━━━ Material
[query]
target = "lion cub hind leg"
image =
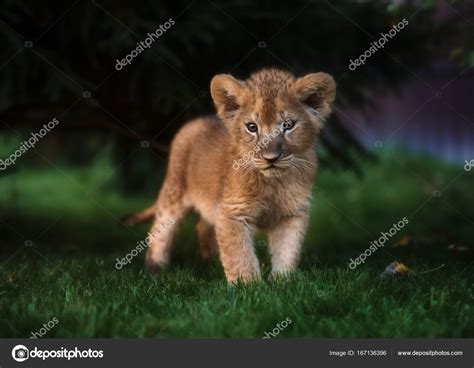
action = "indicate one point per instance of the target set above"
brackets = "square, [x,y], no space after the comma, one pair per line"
[207,239]
[169,215]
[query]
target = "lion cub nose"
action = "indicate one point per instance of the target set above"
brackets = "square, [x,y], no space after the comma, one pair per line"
[271,157]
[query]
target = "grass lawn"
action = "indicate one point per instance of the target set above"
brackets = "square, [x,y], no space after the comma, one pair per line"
[60,239]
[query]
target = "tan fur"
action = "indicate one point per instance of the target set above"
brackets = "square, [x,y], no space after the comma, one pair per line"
[234,202]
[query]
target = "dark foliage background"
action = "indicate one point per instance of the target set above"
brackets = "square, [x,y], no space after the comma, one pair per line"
[75,45]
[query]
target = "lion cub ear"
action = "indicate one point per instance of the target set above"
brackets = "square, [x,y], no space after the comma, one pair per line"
[317,91]
[226,91]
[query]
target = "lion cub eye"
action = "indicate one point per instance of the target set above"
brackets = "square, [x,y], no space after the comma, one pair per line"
[252,127]
[288,125]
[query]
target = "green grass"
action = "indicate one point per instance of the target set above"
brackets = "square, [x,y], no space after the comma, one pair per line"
[71,217]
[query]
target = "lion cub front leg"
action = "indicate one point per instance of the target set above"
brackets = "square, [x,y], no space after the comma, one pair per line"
[235,240]
[285,242]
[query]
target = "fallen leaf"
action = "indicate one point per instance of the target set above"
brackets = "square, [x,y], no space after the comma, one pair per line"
[395,270]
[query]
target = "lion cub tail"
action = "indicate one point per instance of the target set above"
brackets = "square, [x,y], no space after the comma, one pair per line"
[143,216]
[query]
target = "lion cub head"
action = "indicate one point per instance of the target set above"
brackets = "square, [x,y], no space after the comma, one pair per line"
[273,117]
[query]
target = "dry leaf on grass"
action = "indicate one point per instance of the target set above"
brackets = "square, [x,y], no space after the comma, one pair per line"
[395,270]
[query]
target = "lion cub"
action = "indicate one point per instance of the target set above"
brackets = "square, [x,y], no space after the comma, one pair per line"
[251,167]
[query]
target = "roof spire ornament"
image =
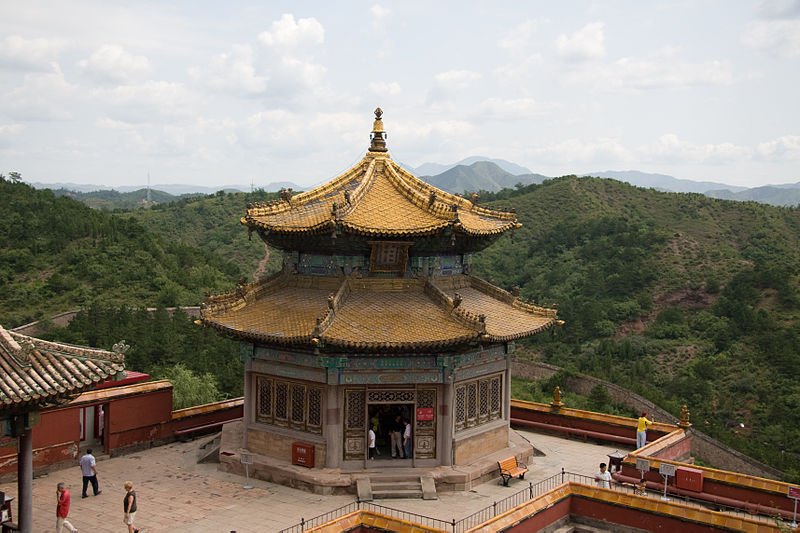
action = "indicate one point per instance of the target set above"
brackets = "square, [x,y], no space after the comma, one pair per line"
[378,135]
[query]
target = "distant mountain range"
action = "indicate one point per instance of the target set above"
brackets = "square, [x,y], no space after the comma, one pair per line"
[433,169]
[472,174]
[175,189]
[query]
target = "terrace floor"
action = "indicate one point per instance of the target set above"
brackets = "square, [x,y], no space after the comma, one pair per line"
[177,495]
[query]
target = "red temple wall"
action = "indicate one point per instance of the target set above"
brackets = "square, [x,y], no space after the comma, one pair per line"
[544,518]
[632,517]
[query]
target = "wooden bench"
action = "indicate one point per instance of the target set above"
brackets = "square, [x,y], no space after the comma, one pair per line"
[511,468]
━━━━━━
The exercise: Report every line of the records above that contains the word "leaf", copying each line in full. Case counts.

Written reply:
target = "fallen leaf"
target = "dry leaf on grass"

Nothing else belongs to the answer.